**PROBLEM**
Print all the records exactly, please.

**EXERCISE INPUT**

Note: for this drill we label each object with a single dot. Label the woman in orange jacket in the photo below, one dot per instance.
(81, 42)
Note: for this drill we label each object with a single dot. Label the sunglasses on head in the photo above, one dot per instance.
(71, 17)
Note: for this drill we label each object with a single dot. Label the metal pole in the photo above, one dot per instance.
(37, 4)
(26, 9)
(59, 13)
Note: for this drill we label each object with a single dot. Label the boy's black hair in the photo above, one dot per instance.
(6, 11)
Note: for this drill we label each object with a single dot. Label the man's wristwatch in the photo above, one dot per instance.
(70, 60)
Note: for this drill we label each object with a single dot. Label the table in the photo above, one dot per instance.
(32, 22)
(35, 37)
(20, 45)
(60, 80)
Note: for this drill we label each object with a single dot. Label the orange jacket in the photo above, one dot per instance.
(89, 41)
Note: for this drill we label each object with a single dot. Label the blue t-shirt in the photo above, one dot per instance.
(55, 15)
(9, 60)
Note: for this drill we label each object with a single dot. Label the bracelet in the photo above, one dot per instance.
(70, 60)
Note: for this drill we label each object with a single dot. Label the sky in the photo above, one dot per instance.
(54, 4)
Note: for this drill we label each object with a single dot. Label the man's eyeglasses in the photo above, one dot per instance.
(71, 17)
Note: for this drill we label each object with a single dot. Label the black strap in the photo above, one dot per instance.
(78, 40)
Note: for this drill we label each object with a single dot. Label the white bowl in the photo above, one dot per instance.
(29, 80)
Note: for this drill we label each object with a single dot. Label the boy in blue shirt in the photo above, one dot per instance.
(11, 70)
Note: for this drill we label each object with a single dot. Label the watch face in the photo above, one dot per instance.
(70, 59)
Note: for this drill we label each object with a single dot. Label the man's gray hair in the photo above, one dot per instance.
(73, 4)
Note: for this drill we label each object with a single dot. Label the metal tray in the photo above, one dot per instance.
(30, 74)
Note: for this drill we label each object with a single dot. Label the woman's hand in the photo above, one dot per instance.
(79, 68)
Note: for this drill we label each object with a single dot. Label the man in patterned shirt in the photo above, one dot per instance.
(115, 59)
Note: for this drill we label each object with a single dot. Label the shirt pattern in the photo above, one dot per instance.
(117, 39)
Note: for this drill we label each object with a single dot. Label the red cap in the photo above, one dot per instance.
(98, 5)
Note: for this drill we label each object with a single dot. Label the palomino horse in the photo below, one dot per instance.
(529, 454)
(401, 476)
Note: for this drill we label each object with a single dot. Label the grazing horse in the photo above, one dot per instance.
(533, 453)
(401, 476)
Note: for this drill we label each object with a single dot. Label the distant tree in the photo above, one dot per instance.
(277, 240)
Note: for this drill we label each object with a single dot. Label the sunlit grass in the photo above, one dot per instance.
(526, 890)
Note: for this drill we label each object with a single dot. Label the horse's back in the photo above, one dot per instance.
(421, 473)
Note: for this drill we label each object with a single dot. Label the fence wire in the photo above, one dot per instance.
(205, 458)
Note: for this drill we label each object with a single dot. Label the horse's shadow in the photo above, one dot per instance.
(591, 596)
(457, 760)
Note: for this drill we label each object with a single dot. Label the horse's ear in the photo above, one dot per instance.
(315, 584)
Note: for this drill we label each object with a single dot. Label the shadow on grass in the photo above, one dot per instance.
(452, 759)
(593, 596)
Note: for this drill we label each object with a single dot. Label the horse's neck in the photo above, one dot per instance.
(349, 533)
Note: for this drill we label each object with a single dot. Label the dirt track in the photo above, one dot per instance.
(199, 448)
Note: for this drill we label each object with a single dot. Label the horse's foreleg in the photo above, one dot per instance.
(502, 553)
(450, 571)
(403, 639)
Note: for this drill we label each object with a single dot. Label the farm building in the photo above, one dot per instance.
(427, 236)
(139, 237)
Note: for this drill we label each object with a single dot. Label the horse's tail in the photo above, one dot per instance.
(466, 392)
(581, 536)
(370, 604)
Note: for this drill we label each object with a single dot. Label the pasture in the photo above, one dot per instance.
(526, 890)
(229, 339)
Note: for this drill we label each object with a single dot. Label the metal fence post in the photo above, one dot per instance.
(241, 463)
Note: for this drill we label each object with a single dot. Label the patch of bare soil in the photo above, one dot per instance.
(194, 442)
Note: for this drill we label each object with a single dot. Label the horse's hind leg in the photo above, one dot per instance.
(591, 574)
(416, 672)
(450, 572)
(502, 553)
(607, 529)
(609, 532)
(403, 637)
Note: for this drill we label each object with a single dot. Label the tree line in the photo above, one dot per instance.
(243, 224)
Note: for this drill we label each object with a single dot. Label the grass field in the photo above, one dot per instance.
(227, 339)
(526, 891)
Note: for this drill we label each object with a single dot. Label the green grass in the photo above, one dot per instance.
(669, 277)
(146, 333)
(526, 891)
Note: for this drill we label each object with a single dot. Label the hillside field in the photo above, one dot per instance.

**ANSWER FOR THE TASK**
Note: for this drill we label each object with a single dot. Label the woman in orange jacket in the photo below, one dot per instance.
(81, 42)
Note: for this drill we label each object with a single dot. Label the sunglasses on head in the photo above, one dot per instance.
(71, 17)
Note: for this drill we label each object with a single dot. Label the metal pole in the photo above, one dot per instance.
(37, 4)
(26, 9)
(59, 13)
Note: for this drill we label each object with a single dot. Label the boy's black hair in the photo above, one dot per instance.
(6, 11)
Note: for this drill we label each object with a single dot. Label the man's wristwatch in the photo above, one dot per instance.
(70, 60)
Note: for this drill we label each object with a single dot. Label the table in the photo above, one dot per instance.
(32, 22)
(35, 37)
(20, 45)
(60, 80)
Note: for this drill we label each object with a single dot. Label the orange jacket in the photo above, one dot per instance.
(89, 41)
Note: for this drill we label each object with a single dot. Label the blue t-shirt in the photo above, one dot per instance.
(55, 15)
(9, 60)
Note: for this drill we label each object with a single dot. Label the bracelet in the photo above, one dot per instance.
(70, 60)
Note: for this drill we label each object with a single dot. Label the sky in the photo above, one dot per instance.
(54, 4)
Note: for this drill we label each object with a single dot. Label the man's eyeglasses in the photo above, one dot per instance.
(71, 17)
Note: for this drill we label each object with a single dot. Label the black strap in the photo above, one dot per instance.
(78, 40)
Note: for this drill we label each object with a single dot. Label the white bowl in the photo above, one dot per instance.
(29, 80)
Note: for this drill we label each object with a single dot. Label the boy in blue shirt in the photo above, one dot per instance.
(11, 70)
Note: for this drill we label each object with a single dot. Label the watch face in the photo above, one dot per instance.
(70, 59)
Note: for this drill we label each object with a single dot. Label the man's gray hair in the photo above, one dot per instance.
(73, 4)
Note: for this drill we label each object with a single dot. Label the metal tray in the photo above, one dot per instance.
(30, 74)
Note: for this drill we label each object with a single dot. Label the woman's hand in the photo above, one dot per instance.
(79, 68)
Note: for this drill we label each object with a single dot. Label the man in patterned shirt in the photo above, one dot per instance.
(115, 59)
Note: for this drill we label each object with a single dot. Label the shirt pattern in the photo above, one dot per instance.
(117, 39)
Note: for this drill we label each object with a single dot. Label the red cap in the photo above, one dot per instance.
(98, 5)
Note: for this drill we label each object with a single dot. Label the palomino horse in the photo below, one dot per instance.
(529, 454)
(401, 476)
Note: for this drill we label each object with a single dot. Label the grazing horse in the photo above, one dot per instance.
(533, 453)
(401, 476)
Note: for this drill we label each object with a single dot. Label the distant tree in the photo above, one dot per instance.
(277, 240)
Note: for this drill we label each object with a single dot. Label the sunlit grass in the photo above, one dot per instance.
(526, 890)
Note: for this drill we label each object with a single dot. Label the horse's back in the photo above, one dot per instance.
(421, 473)
Note: for this drill we label each object with a single dot. Label the fence wire in the photo above, one dot per instance.
(205, 458)
Note: for this drill we label each object with a single dot. Label the horse's shadow in the photo above, one dot per instance.
(591, 596)
(457, 760)
Note: for this drill we label each object with a single dot. Label the horse's ear in the photo above, one dot per instance.
(315, 584)
Note: for this drill we label each object with a single dot. Label the shadow on grass in the photo above, one dot per instance.
(452, 759)
(593, 596)
Note: for this drill we label each object with a single dot. Label the horse's neck in the photo above, one dot per instance.
(349, 533)
Note: for this drill we label each object with a single dot. Label the dirt track in the photo above, one dot per instance.
(199, 448)
Note: for this drill we label each object with a single dot. Label the horse's foreleg in the photo above, one dot per instance.
(502, 553)
(450, 571)
(403, 639)
Note: for this drill we label each object with a single dot. Label the farm building in the photo above, one dot per instance.
(427, 236)
(139, 237)
Note: for this drill we label each object with a single dot. Label the horse's tail in the photo above, one dot per instance.
(466, 392)
(581, 536)
(370, 604)
Note: for this drill we label each object with a single dot. Label the pasture in the photo above, one dot per instance.
(526, 890)
(229, 339)
Note: for this drill we label each object with a single dot. Label the metal fence post in the photo above, one dot per instance.
(241, 463)
Note: for this drill we label each object with a single dot. Label the patch of bare soil in the photo above, one dot per instance.
(194, 442)
Note: for this drill we label each object with a single dot. Label the horse's hind leg in the photo above, one dot per instance.
(591, 574)
(416, 672)
(450, 572)
(502, 553)
(607, 529)
(609, 532)
(403, 637)
Note: for this drill we label each object with a single dot. Label the tree line in the photo above, one dot per instance.
(243, 224)
Note: for this drill we label each object with a single dot. Label the grass field in the photo above, one dot per instance.
(227, 339)
(526, 891)
Note: for this drill we label each object with a single dot. Label the green grass in the photo above, one dot per instance.
(669, 277)
(146, 333)
(526, 891)
Note: for this drill we label each object with a single dot. Label the hillside field in the photo above, one dot per instance.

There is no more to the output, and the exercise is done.